◆ EXTRACT PROVIDED ◆
=-=-=
Here we can see that we run into more duplicate human-book pairs which makes sense since we basically turned many different book variations into one id, so we remove duplicates again.

In [24]:
# Remove duplicate user-book pairs
indexed_data_unique = indexed_data.dropDuplicates(["user_id_int", "book_id"])

a = indexed_data.count()
b = indexed_data_unique.count()

print("Original count:", a)
print("After removing duplicates:", b)
print("Duplicates removed:", a-b)

Original count: 2397614
After removing duplicates: 1931845
Duplicates removed: 465769


In [25]:
indexed_data_unique.show(5)

+-----------+-------+--------------------+-----+
|user_id_int|book_id|          Title_Norm|score|
+-----------+-------+--------------------+-----+
|          1| 181419|   this calder range|  5.0|
|          9| 146495|the breadman's he...|  5.0|
|         37|  79182|jane eyre / wuthe...|  5.0|
|         45|  80657|johnny tremain: a...|  5.0|
|         93|  39854| dawn in eclipse bay|  3.0|
+-----------+-------+--------------------+-----+
only showing top 5 rows



In [27]:
# Count unique books
unique_books = indexed_data_unique.select("book_id").distinct().count()
=-=-=
◆ DATA SECTION ◆
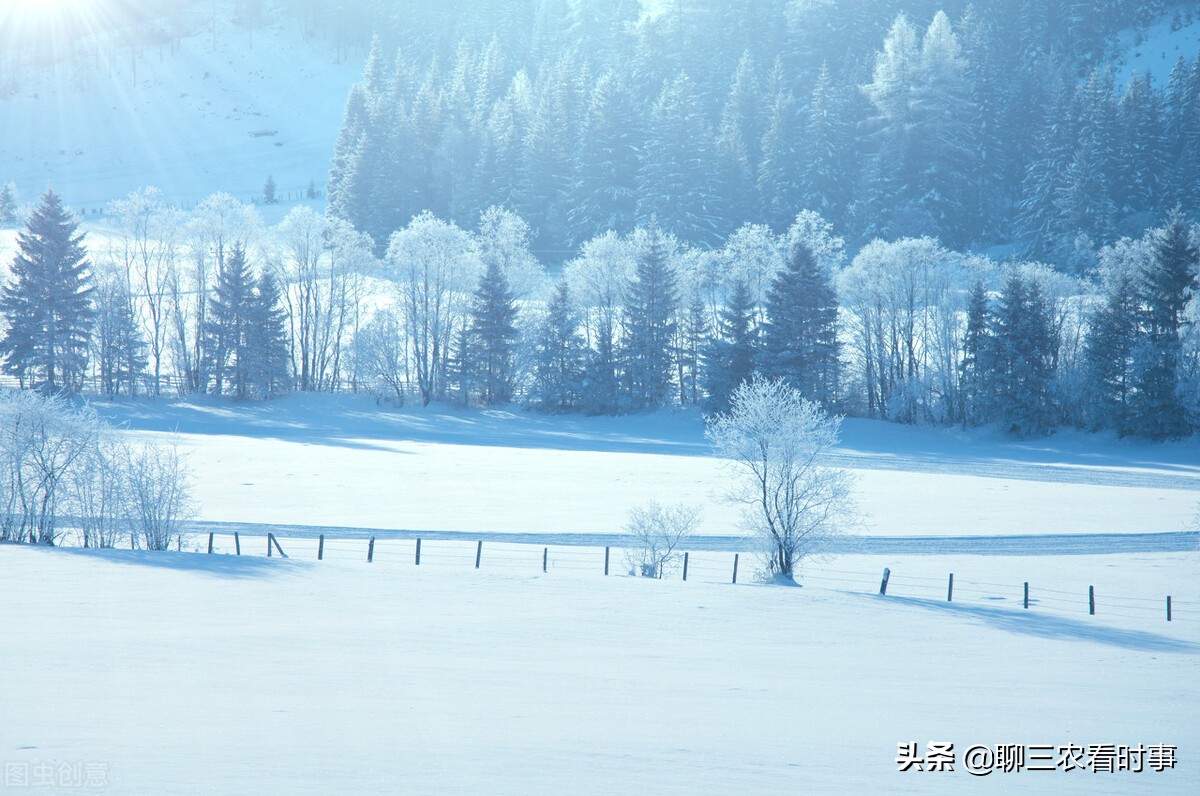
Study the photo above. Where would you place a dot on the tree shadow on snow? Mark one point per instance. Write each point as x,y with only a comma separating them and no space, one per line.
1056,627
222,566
=-=-=
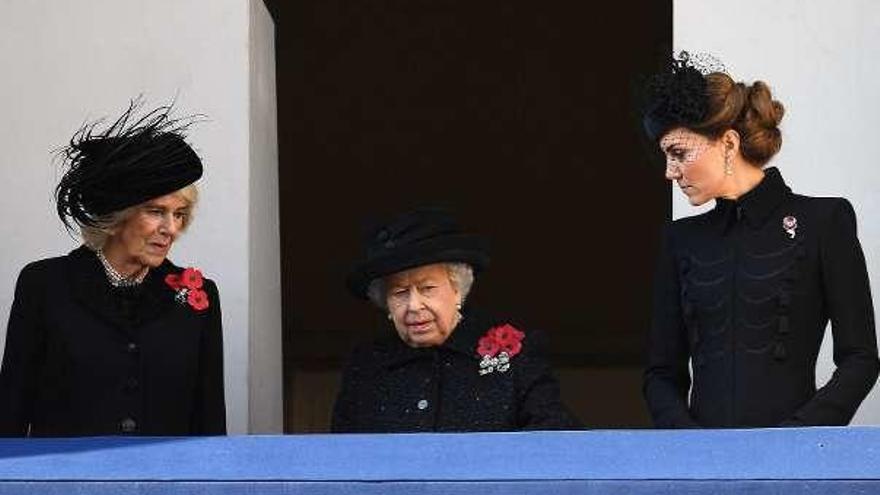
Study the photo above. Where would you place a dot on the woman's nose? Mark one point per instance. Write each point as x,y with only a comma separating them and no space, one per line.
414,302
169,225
=-=-=
◆ GIVEN INSTRUCTION ◆
Reproduce verbatim the passage of the notebook excerpt on removing duplicate user-book pairs that opens with the words containing "b = indexed_data_unique.count()" and closes with "indexed_data_unique.show(5)".

◆ CORRECT RESULT ◆
b = indexed_data_unique.count()

print("Original count:", a)
print("After removing duplicates:", b)
print("Duplicates removed:", a-b)

Original count: 2397614
After removing duplicates: 1931845
Duplicates removed: 465769


In [25]:
indexed_data_unique.show(5)